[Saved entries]
* * *
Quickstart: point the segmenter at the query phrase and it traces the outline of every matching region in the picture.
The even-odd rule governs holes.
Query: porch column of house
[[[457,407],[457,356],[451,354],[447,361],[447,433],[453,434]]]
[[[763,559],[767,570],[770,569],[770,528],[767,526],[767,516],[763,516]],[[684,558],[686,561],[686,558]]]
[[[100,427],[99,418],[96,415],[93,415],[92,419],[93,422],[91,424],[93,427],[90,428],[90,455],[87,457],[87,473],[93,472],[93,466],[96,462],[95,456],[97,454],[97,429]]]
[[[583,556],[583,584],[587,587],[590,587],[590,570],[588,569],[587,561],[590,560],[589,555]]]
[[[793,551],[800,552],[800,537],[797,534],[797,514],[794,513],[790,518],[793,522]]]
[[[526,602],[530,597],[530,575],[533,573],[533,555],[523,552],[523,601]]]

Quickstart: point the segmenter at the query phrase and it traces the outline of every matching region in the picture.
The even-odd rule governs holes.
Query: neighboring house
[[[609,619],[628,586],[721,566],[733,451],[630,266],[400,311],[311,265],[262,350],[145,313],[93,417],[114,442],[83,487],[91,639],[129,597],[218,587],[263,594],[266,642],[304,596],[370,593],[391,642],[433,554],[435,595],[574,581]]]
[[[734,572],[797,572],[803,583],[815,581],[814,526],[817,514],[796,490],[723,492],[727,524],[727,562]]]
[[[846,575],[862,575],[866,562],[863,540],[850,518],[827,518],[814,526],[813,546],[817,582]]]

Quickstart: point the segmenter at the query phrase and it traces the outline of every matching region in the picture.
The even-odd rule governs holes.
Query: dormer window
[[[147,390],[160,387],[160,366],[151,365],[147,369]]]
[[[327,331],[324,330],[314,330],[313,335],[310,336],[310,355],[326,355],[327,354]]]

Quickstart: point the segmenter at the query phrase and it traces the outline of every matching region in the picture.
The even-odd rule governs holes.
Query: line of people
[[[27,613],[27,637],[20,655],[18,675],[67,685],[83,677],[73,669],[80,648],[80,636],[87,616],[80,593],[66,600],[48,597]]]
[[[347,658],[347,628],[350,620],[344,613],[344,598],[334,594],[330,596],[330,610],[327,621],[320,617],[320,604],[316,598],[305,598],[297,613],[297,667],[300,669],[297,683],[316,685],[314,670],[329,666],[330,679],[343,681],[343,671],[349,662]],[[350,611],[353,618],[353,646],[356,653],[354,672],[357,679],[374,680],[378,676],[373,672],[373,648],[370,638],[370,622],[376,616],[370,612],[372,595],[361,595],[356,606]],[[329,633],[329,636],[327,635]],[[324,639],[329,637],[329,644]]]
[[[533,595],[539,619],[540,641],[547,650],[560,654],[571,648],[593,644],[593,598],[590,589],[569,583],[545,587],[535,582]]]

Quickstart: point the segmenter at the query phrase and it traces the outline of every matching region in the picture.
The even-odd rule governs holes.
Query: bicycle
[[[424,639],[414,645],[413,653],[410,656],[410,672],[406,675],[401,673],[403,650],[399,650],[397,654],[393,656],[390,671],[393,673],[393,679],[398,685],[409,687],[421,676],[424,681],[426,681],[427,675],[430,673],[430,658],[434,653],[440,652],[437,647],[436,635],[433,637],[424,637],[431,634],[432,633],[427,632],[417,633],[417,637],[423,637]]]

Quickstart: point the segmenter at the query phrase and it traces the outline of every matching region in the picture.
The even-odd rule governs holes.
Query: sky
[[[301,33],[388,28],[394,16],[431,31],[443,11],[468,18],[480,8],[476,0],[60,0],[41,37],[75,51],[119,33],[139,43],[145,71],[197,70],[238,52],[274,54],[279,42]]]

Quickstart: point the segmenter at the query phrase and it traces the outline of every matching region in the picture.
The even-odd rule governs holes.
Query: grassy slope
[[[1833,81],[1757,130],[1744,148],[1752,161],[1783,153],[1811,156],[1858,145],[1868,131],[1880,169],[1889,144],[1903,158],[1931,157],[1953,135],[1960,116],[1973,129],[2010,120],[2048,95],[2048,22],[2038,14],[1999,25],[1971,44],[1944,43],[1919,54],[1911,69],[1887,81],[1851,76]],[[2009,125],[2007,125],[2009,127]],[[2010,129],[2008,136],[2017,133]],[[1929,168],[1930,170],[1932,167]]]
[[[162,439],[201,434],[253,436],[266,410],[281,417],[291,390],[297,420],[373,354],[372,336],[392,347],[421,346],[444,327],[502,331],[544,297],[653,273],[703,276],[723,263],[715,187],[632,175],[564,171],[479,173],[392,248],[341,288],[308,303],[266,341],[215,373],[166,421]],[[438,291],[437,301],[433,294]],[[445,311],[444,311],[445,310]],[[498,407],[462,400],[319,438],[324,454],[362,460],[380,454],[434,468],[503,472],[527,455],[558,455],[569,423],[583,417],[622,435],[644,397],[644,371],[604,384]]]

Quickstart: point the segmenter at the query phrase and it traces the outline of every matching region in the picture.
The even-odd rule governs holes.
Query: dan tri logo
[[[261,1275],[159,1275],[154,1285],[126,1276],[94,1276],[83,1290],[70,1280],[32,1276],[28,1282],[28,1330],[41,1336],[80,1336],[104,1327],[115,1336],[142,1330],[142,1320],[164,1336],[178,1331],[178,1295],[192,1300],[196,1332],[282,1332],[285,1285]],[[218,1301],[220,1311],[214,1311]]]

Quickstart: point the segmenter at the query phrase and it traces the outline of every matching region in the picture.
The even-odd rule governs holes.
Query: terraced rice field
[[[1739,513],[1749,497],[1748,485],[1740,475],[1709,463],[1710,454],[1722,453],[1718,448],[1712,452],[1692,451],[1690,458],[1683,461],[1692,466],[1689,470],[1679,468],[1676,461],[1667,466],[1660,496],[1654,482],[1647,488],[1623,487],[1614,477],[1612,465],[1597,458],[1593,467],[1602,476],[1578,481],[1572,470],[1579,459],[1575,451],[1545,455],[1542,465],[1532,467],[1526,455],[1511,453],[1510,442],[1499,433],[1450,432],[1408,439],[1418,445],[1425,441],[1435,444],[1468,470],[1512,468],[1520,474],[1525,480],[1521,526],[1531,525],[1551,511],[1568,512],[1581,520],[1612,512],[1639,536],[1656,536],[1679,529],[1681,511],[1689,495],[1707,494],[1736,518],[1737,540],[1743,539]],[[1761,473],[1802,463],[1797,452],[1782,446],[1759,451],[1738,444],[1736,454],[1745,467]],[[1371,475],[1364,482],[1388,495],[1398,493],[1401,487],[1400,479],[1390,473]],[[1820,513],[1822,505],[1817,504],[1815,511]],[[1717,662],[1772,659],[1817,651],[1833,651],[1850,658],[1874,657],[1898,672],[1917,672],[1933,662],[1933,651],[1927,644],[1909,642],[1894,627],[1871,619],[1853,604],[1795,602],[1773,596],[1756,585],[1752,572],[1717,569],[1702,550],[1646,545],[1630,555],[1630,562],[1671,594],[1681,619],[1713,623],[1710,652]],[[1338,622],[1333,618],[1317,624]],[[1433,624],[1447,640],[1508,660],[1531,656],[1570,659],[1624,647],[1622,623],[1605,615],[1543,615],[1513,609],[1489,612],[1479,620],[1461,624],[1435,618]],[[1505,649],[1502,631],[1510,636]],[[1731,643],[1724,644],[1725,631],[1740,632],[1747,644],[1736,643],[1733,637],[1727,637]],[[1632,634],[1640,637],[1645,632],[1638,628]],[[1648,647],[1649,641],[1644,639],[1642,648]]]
* * *
[EXERCISE INSTRUCTIONS]: Each record above should be repeated exactly.

[SOLUTION TO THIS EXERCISE]:
Quickstart: point the segmenter at the query phrase and it traces the outline of every matching region in the picture.
The even-odd rule governs holes.
Query: porch column of house
[[[457,407],[457,356],[451,354],[447,361],[447,433],[453,434]]]
[[[763,559],[767,570],[770,569],[770,528],[767,526],[767,516],[763,516]],[[684,558],[686,561],[686,558]]]
[[[100,427],[99,418],[96,415],[93,415],[92,419],[93,422],[91,424],[93,427],[90,428],[90,455],[87,457],[87,473],[93,472],[93,466],[96,462],[95,456],[97,454],[97,429]]]
[[[583,556],[583,584],[587,587],[590,587],[590,570],[588,569],[587,561],[590,560],[589,555]]]
[[[793,551],[800,552],[800,537],[797,534],[797,514],[794,513],[790,518],[793,522]]]
[[[526,602],[530,597],[530,575],[533,573],[533,555],[523,552],[523,601]]]

Quickstart: point the segmenter at the query phrase and it traces the outline of every matching region in the picture.
The even-odd rule governs holes.
Query: neighboring house
[[[609,619],[628,586],[721,566],[733,451],[630,266],[400,311],[311,265],[262,350],[145,313],[93,417],[114,442],[83,487],[91,639],[129,597],[218,587],[263,594],[266,642],[304,596],[370,593],[391,642],[433,554],[435,595],[574,581]]]
[[[734,572],[797,572],[803,583],[815,581],[814,526],[817,514],[796,490],[723,492],[727,524],[727,562]]]
[[[846,575],[862,575],[866,562],[863,540],[850,518],[827,518],[814,526],[813,546],[817,582]]]

Quickstart: point the segmenter at the query phrase and it traces the outline of every matching region in the picture.
The even-odd rule governs holes.
Query: dormer window
[[[147,390],[160,387],[160,366],[151,365],[147,369]]]
[[[327,331],[324,330],[314,330],[313,335],[310,336],[310,355],[326,355],[327,354]]]

Quickstart: point the segmenter at the query phrase and it traces the outline of every matching region in the picture.
The even-odd rule governs holes.
Query: line of people
[[[27,613],[27,637],[20,655],[18,675],[67,685],[83,677],[73,669],[80,648],[80,636],[87,616],[80,593],[66,600],[48,597]]]
[[[347,658],[347,628],[350,620],[344,613],[344,598],[334,594],[330,596],[330,610],[327,621],[320,617],[320,604],[316,598],[305,598],[297,613],[297,667],[300,669],[297,683],[316,685],[314,670],[329,666],[330,679],[343,681],[343,671],[349,662]],[[350,611],[353,618],[353,646],[356,653],[354,672],[357,679],[374,680],[378,676],[373,672],[373,648],[370,638],[370,622],[376,616],[370,612],[372,595],[361,595],[356,606]],[[329,633],[329,636],[327,635]],[[324,639],[329,637],[329,644]]]
[[[533,595],[539,619],[540,641],[547,650],[560,654],[571,648],[593,644],[593,598],[590,589],[569,583],[545,587],[535,582]]]

Quickstart: point the segmenter at the query phrase and it traces the outline of every matching region in the picture.
The even-odd rule governs holes.
Query: bicycle
[[[424,639],[414,645],[413,653],[410,656],[410,672],[406,675],[401,673],[403,650],[399,650],[397,654],[393,656],[390,671],[393,673],[393,679],[398,685],[409,687],[421,676],[424,681],[426,681],[427,675],[430,673],[430,658],[434,653],[440,652],[437,647],[436,635],[433,637],[424,637],[431,634],[432,633],[427,632],[417,633],[417,637],[423,637]]]

Quickstart: point the segmenter at the query phrase and it traces the outline of every matching region in the picture.
The even-odd rule governs holes.
Query: sky
[[[301,33],[388,28],[394,16],[431,31],[443,11],[468,18],[480,8],[476,0],[60,0],[41,37],[75,51],[119,33],[139,43],[145,71],[197,70],[238,52],[274,54],[279,42]]]

Quickstart: point the segmenter at the query phrase and it traces the outline of every matching region in the picture.
The even-odd rule governs holes.
Query: grassy slope
[[[1833,81],[1757,130],[1744,148],[1752,161],[1783,153],[1811,156],[1858,145],[1868,131],[1880,169],[1889,144],[1903,158],[1931,157],[1953,135],[1960,116],[1973,129],[2010,120],[2048,95],[2048,22],[2038,14],[1999,25],[1971,44],[1944,43],[1919,54],[1911,69],[1887,81],[1851,76]],[[2009,125],[2007,125],[2009,127]],[[2010,129],[2008,136],[2017,133]],[[1929,168],[1930,170],[1932,167]]]
[[[162,439],[201,434],[253,436],[266,410],[281,417],[291,390],[297,420],[373,354],[372,336],[392,347],[421,346],[444,327],[502,331],[544,297],[653,273],[703,276],[723,263],[715,187],[632,175],[564,171],[479,173],[392,248],[341,288],[308,303],[266,341],[215,373],[166,421]],[[438,291],[437,301],[433,294]],[[445,311],[444,311],[445,310]],[[498,407],[462,400],[319,438],[324,454],[362,460],[380,454],[434,468],[503,472],[527,455],[558,455],[569,423],[583,417],[622,435],[644,397],[644,371],[604,384]]]

Quickstart: point the segmenter at the query phrase and it traces the outline of every matching region in the picture.
The even-odd rule governs holes.
Query: dan tri logo
[[[261,1275],[159,1275],[154,1285],[126,1276],[94,1276],[83,1290],[70,1280],[32,1276],[28,1282],[28,1330],[41,1336],[80,1336],[104,1327],[115,1336],[142,1330],[142,1320],[164,1336],[178,1331],[178,1295],[192,1300],[196,1332],[282,1332],[285,1285]],[[218,1301],[220,1311],[214,1311]]]

Quickstart: point the segmenter at the query phrase and it traces the outline of every matching region in the picture.
The even-odd rule governs holes.
Query: terraced rice field
[[[1739,513],[1749,497],[1748,485],[1740,475],[1709,463],[1710,454],[1722,453],[1718,448],[1712,452],[1692,451],[1690,458],[1683,461],[1692,466],[1689,470],[1679,468],[1676,461],[1667,466],[1660,496],[1654,482],[1647,488],[1623,487],[1614,477],[1612,465],[1597,458],[1593,467],[1602,476],[1578,481],[1572,470],[1579,459],[1575,451],[1545,455],[1542,465],[1532,467],[1526,455],[1511,453],[1510,442],[1499,433],[1450,432],[1408,439],[1418,445],[1425,441],[1435,444],[1468,470],[1512,468],[1520,474],[1525,480],[1521,526],[1531,525],[1551,511],[1568,512],[1581,520],[1612,512],[1639,536],[1656,536],[1679,529],[1681,511],[1689,495],[1707,494],[1736,518],[1737,540],[1743,539]],[[1761,473],[1802,463],[1797,452],[1782,446],[1759,451],[1738,444],[1736,454],[1745,467]],[[1371,475],[1364,482],[1388,495],[1398,493],[1401,487],[1400,479],[1390,473]],[[1820,513],[1822,505],[1817,504],[1815,511]],[[1717,662],[1772,659],[1817,651],[1833,651],[1850,658],[1874,657],[1898,672],[1917,672],[1933,662],[1933,651],[1927,644],[1909,642],[1894,627],[1871,619],[1853,604],[1795,602],[1773,596],[1756,585],[1752,572],[1717,569],[1702,550],[1646,545],[1630,555],[1630,562],[1671,594],[1681,619],[1713,623],[1710,652]],[[1338,622],[1333,618],[1317,624]],[[1433,624],[1447,640],[1508,660],[1531,656],[1570,659],[1624,647],[1622,623],[1605,615],[1543,615],[1513,609],[1489,612],[1479,620],[1461,624],[1435,618]],[[1505,649],[1502,631],[1510,636]],[[1731,643],[1724,644],[1725,631],[1740,632],[1747,644],[1736,643],[1733,637],[1727,637]],[[1632,634],[1640,637],[1645,632],[1638,628]],[[1648,647],[1649,641],[1644,639],[1642,648]]]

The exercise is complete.